--- start of Raw data ---
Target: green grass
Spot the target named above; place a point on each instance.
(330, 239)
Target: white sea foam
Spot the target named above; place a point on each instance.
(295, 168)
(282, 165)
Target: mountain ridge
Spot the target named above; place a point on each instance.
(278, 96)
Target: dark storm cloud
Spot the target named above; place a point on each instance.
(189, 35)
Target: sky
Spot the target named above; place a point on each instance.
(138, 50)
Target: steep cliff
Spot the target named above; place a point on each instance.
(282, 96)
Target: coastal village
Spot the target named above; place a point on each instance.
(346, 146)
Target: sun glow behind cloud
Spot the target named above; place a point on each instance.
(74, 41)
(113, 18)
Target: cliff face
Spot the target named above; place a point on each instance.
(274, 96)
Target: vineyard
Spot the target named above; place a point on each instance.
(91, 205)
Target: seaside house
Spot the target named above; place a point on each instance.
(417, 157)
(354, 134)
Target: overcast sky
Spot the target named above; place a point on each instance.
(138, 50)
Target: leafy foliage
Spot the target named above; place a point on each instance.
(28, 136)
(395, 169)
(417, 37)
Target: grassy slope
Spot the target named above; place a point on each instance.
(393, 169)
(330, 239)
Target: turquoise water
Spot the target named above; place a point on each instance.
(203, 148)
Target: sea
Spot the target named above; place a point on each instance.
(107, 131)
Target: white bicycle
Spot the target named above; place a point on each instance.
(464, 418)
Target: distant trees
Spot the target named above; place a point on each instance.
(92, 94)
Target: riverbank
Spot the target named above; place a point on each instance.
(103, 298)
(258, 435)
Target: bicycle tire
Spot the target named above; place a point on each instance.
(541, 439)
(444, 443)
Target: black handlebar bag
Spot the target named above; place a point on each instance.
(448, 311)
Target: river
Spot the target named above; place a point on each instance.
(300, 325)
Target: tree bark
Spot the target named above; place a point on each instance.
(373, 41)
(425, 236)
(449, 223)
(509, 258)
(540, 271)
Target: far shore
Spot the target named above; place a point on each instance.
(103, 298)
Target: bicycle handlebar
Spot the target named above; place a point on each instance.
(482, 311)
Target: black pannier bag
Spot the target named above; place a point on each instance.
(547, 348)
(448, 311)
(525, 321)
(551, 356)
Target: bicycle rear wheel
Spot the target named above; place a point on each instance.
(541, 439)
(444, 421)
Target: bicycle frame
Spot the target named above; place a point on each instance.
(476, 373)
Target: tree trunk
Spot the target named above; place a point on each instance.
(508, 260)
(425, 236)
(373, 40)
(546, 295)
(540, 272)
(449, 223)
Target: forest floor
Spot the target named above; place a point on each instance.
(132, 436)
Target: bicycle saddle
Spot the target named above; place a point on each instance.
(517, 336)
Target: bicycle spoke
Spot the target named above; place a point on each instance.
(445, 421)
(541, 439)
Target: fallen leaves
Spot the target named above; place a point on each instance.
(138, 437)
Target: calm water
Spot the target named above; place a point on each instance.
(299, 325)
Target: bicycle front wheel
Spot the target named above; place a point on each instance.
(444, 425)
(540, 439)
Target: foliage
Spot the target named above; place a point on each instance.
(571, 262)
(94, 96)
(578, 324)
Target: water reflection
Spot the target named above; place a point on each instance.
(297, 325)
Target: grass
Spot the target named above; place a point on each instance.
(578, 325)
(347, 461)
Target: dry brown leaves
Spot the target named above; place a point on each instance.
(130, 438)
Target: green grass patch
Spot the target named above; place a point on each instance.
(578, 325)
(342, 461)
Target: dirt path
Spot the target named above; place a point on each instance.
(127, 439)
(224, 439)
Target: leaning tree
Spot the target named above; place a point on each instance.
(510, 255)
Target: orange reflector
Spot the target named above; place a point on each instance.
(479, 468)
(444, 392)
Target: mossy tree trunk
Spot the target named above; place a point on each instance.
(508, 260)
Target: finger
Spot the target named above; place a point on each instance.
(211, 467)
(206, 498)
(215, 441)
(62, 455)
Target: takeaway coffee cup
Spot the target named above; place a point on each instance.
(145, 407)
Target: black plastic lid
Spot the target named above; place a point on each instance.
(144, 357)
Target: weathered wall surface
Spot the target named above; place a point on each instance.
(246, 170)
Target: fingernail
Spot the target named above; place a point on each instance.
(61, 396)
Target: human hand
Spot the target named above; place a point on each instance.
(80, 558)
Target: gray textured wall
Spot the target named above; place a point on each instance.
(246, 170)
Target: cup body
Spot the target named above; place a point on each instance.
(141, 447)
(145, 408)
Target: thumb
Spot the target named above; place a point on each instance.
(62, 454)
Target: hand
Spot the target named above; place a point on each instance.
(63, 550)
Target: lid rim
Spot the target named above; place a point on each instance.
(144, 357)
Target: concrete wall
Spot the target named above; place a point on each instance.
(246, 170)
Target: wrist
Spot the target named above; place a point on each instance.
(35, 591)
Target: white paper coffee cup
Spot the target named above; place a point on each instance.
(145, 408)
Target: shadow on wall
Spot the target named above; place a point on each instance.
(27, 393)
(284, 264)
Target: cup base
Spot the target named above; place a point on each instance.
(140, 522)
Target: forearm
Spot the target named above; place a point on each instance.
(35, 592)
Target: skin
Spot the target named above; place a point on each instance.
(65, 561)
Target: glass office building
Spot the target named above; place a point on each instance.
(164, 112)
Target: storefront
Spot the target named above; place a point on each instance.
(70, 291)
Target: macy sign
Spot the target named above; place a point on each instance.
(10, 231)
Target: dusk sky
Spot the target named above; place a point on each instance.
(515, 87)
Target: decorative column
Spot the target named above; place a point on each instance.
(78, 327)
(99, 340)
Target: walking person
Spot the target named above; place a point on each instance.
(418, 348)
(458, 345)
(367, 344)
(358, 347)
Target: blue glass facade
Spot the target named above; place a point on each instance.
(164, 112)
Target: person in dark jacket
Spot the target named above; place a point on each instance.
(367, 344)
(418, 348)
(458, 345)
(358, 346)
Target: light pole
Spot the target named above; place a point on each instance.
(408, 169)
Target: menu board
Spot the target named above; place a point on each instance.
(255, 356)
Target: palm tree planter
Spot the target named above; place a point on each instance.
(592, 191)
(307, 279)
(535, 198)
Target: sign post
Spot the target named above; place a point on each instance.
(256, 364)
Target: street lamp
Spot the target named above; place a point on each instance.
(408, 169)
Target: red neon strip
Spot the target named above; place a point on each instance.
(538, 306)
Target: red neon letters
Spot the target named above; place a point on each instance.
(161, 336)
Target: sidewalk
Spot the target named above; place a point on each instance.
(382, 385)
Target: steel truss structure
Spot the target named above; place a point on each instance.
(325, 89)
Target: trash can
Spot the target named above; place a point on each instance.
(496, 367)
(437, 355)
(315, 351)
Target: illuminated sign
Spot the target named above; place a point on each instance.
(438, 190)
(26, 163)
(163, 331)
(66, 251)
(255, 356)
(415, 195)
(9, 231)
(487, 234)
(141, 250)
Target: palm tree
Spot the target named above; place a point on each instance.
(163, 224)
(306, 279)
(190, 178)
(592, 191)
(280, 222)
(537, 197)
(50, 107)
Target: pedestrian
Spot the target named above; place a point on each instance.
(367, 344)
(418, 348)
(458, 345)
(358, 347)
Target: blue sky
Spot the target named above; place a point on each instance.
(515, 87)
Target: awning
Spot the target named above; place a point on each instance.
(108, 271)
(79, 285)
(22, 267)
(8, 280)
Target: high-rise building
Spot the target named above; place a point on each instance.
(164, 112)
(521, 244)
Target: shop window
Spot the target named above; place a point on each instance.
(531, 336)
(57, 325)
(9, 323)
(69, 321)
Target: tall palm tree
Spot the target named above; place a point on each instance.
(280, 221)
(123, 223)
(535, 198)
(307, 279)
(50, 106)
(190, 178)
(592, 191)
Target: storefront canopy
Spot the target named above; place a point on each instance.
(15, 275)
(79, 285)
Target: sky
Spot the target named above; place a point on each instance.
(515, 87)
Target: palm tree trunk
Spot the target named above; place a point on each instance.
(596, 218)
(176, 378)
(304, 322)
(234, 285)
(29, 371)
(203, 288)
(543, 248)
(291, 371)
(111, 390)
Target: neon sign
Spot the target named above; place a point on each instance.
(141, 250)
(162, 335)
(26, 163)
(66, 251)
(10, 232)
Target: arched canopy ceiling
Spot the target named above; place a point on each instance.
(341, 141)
--- end of Raw data ---
Take the lines above from the one holding "Target: storefront canopy" to the last and output them exactly.

Target: storefront canopy
Spot the target named above; place a point on each instance.
(15, 275)
(79, 285)
Target: sky
Spot the target named above; place a point on each instance.
(515, 87)
Target: palm tree trunk
Spot the target named above; place a point on each instance.
(596, 218)
(176, 378)
(304, 322)
(234, 285)
(29, 371)
(203, 288)
(543, 248)
(291, 371)
(111, 390)
Target: neon sign
Spot the target named above; place a point on each instance.
(141, 250)
(162, 335)
(26, 163)
(66, 251)
(10, 232)
Target: arched canopy ceiling
Spot the target named above; place a point on each instance.
(341, 141)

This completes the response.